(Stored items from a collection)
··········
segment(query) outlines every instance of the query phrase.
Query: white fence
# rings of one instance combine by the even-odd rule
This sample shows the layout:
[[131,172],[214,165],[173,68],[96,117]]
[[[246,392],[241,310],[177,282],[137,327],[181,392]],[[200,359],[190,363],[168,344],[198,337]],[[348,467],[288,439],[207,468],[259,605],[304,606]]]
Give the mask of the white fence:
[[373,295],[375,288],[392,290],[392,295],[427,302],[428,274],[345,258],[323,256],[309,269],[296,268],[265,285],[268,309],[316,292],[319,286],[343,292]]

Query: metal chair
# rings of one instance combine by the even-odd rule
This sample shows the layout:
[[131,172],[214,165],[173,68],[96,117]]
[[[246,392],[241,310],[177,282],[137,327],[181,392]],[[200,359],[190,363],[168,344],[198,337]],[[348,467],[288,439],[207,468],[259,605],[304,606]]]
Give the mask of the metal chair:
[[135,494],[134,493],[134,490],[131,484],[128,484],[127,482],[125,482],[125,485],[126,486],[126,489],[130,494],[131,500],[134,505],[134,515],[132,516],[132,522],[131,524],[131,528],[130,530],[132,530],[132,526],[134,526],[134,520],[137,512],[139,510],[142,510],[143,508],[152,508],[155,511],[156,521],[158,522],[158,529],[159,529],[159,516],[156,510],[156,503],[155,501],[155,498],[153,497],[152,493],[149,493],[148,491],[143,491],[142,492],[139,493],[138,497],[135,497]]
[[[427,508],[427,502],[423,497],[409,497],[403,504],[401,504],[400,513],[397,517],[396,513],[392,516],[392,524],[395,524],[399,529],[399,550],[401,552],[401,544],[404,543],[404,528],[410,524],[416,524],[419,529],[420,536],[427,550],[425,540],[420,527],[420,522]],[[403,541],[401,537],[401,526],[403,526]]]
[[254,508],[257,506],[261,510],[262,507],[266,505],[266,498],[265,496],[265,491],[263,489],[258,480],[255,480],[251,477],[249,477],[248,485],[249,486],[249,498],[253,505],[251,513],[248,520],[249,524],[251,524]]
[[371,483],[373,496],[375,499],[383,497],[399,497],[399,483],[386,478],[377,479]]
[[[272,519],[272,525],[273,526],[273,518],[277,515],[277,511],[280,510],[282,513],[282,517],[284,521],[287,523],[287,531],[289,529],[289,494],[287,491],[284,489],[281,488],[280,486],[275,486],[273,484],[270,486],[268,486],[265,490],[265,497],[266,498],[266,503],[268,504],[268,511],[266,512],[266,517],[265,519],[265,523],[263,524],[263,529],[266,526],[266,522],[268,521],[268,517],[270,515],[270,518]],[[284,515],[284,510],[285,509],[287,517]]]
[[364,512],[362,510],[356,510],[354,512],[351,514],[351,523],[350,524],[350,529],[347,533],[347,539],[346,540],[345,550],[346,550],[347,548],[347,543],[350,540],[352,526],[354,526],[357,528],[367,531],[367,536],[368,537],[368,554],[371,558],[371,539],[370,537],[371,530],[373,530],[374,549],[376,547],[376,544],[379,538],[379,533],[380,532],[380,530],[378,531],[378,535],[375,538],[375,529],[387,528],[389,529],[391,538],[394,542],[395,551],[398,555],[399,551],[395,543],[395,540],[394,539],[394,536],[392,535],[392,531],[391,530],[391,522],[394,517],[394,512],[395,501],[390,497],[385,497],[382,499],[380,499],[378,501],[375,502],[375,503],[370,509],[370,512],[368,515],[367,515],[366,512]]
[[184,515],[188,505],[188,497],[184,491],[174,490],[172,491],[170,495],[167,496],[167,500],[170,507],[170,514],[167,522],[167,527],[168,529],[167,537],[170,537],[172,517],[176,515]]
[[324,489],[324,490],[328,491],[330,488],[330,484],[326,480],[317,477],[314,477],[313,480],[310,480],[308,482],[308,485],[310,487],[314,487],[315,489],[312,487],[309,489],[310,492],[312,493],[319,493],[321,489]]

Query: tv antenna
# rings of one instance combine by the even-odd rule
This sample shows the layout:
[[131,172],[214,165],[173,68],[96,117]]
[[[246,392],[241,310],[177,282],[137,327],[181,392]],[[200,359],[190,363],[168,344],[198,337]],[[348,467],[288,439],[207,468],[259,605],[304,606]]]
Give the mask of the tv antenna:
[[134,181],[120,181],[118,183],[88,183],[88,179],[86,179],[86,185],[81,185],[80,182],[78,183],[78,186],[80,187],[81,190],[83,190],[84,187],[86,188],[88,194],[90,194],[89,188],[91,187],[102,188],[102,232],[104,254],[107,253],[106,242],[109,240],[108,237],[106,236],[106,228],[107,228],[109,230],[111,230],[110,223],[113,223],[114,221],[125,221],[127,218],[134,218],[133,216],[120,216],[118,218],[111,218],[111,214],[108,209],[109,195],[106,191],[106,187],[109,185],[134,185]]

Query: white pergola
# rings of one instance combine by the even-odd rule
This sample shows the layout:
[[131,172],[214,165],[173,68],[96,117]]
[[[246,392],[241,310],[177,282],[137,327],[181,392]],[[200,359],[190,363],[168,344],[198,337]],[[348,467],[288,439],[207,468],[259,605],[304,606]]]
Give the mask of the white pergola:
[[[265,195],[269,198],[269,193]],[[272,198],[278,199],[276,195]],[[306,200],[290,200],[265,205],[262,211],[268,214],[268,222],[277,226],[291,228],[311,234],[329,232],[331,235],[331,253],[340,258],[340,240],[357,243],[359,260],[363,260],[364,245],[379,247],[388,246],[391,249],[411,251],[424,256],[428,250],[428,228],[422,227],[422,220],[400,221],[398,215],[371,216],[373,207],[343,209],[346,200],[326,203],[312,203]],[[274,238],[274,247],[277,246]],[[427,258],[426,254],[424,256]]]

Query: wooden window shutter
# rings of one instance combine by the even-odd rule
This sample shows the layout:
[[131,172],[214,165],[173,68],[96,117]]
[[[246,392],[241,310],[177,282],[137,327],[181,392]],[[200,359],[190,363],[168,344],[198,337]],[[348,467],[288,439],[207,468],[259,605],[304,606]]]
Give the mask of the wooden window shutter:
··········
## Task brief
Output the lines of the rows above as a Markdown table with the columns Nr and Line, numbering each line and leaving out blank lines.

## Full answer
| Nr | Line |
|---|---|
| 1 | segment(query) outlines every instance of the query phrase. |
| 2 | Query: white fence |
| 3 | # rings of one instance combine by the even-odd rule |
| 4 | This sample shows the layout: |
| 5 | [[131,172],[214,165],[173,68],[96,117]] |
| 6 | [[[246,392],[241,310],[177,282],[137,327],[181,392]],[[200,359],[190,363],[168,344],[198,337]],[[348,467],[288,439],[207,468],[259,605],[304,606]]] |
| 7 | Give the mask of the white fence: |
| 8 | [[373,295],[375,288],[392,290],[392,295],[427,302],[428,274],[345,258],[323,256],[309,269],[296,268],[265,285],[268,309],[316,292],[319,286],[343,292]] |
| 9 | Query: metal chair |
| 10 | # rings of one instance combine by the even-odd rule |
| 11 | This sample shows the layout: |
| 12 | [[131,172],[214,165],[173,68],[96,117]] |
| 13 | [[[246,392],[241,310],[177,282],[137,327],[181,392]],[[200,359],[190,363],[168,344],[198,337]],[[348,467],[288,439],[207,468],[259,605],[304,606]]] |
| 14 | Give the mask of the metal chair: |
| 15 | [[135,494],[134,493],[134,490],[131,484],[128,484],[127,482],[125,482],[125,485],[126,486],[126,489],[130,494],[131,500],[134,505],[134,515],[132,516],[132,522],[131,524],[131,528],[130,530],[132,530],[132,526],[134,526],[134,520],[137,512],[139,510],[142,510],[143,508],[152,508],[155,511],[156,521],[158,522],[158,529],[159,529],[159,516],[156,510],[156,503],[155,501],[155,498],[153,497],[152,493],[149,493],[148,491],[143,491],[142,492],[139,493],[138,497],[135,497]] |
| 16 | [[[427,508],[427,502],[423,497],[409,497],[403,504],[401,504],[400,513],[397,517],[396,513],[392,516],[392,524],[395,524],[399,529],[399,550],[401,552],[401,544],[404,543],[404,528],[410,524],[416,524],[419,529],[420,536],[427,550],[425,540],[420,527],[420,522]],[[403,541],[401,537],[401,526],[403,526]]] |
| 17 | [[254,508],[257,506],[261,510],[262,507],[266,505],[266,498],[265,496],[265,491],[263,489],[258,480],[255,480],[251,477],[249,477],[248,485],[249,486],[249,498],[253,505],[251,513],[248,520],[249,524],[251,524]] |
| 18 | [[371,483],[373,496],[375,499],[383,497],[399,497],[399,483],[386,478],[377,479]] |
| 19 | [[[272,519],[272,525],[273,526],[273,518],[277,515],[277,511],[280,510],[282,513],[282,517],[284,521],[287,523],[287,531],[289,529],[289,494],[287,491],[284,489],[281,488],[280,486],[275,486],[273,484],[270,486],[268,486],[265,490],[265,497],[266,498],[266,503],[268,504],[268,511],[266,512],[266,517],[265,519],[265,523],[263,524],[263,529],[266,526],[266,522],[268,521],[268,517],[270,515],[270,518]],[[284,515],[284,510],[285,509],[287,517]]] |
| 20 | [[364,512],[362,510],[356,510],[354,512],[351,514],[351,523],[350,524],[350,529],[347,533],[347,539],[346,540],[345,550],[346,550],[347,548],[347,543],[350,540],[352,526],[354,526],[357,528],[367,531],[367,536],[368,537],[368,554],[371,558],[371,539],[370,537],[371,530],[373,530],[374,549],[376,547],[376,544],[379,538],[379,533],[380,532],[380,530],[378,531],[378,535],[375,538],[375,529],[387,528],[389,529],[391,538],[394,542],[395,551],[398,555],[399,551],[395,543],[395,540],[394,539],[394,536],[392,535],[392,531],[391,530],[391,522],[394,517],[394,512],[395,501],[390,497],[385,497],[382,499],[380,499],[378,501],[375,502],[375,503],[370,509],[370,512],[368,515],[367,515],[366,512]] |
| 21 | [[184,515],[188,505],[188,497],[184,491],[174,490],[172,491],[170,495],[167,496],[167,500],[170,507],[170,514],[167,522],[167,527],[168,529],[167,537],[170,537],[172,517],[176,515]] |
| 22 | [[324,489],[324,490],[328,491],[330,488],[330,484],[326,480],[317,477],[314,477],[313,480],[310,480],[308,482],[308,485],[310,487],[314,487],[315,489],[312,487],[309,489],[310,492],[312,493],[319,493],[321,489]] |
| 23 | Query: tv antenna |
| 24 | # rings of one instance combine by the even-odd rule |
| 25 | This sample shows the layout: |
| 26 | [[131,172],[214,165],[173,68],[96,117]] |
| 27 | [[[246,392],[241,310],[177,282],[137,327],[181,392]],[[200,359],[190,363],[168,344],[198,337]],[[348,467],[288,439],[207,468],[259,605],[304,606]]] |
| 28 | Give the mask of the tv antenna: |
| 29 | [[134,181],[120,181],[118,183],[88,183],[88,179],[86,179],[86,185],[81,185],[80,182],[78,183],[78,186],[80,187],[81,190],[83,190],[84,187],[86,188],[88,194],[90,194],[89,188],[91,187],[102,188],[102,232],[104,254],[107,253],[106,242],[109,240],[108,237],[106,236],[106,228],[107,228],[109,230],[111,230],[110,223],[113,223],[114,221],[125,221],[127,218],[134,218],[133,216],[120,216],[118,218],[111,218],[111,214],[108,209],[109,195],[106,191],[106,187],[109,185],[134,185]] |
| 30 | Query: white pergola |
| 31 | # rings of one instance combine by the even-odd rule |
| 32 | This sample shows the layout: |
| 33 | [[131,172],[214,165],[173,68],[96,117]] |
| 34 | [[[246,392],[241,310],[177,282],[137,327],[181,392]],[[200,359],[190,363],[168,344],[198,337]],[[348,467],[288,439],[207,468],[259,605],[304,606]]] |
| 35 | Give the mask of the white pergola: |
| 36 | [[[265,195],[269,198],[269,193]],[[272,198],[278,199],[276,195]],[[306,200],[290,200],[265,205],[262,211],[268,214],[268,222],[277,226],[291,228],[311,234],[329,232],[331,235],[331,253],[340,258],[340,240],[357,243],[359,260],[363,260],[364,245],[379,247],[388,246],[391,249],[411,251],[424,256],[428,250],[428,228],[422,227],[422,220],[400,221],[398,215],[371,216],[373,207],[343,209],[346,200],[326,203],[312,203]],[[274,238],[274,247],[277,246]],[[427,258],[426,254],[424,256]]] |
| 37 | Query: wooden window shutter |
| 38 | # rings of one instance combine by the even-odd rule |
| 39 | This sample shows the layout: |
| 40 | [[131,172],[214,165],[173,68],[96,117]] |
| 41 | [[[246,392],[241,310],[177,282],[137,327],[181,392]],[[200,359],[190,363],[168,344],[198,337]],[[348,467],[288,439],[207,468],[259,605],[304,606]]] |
| 42 | Give the mask of the wooden window shutter: |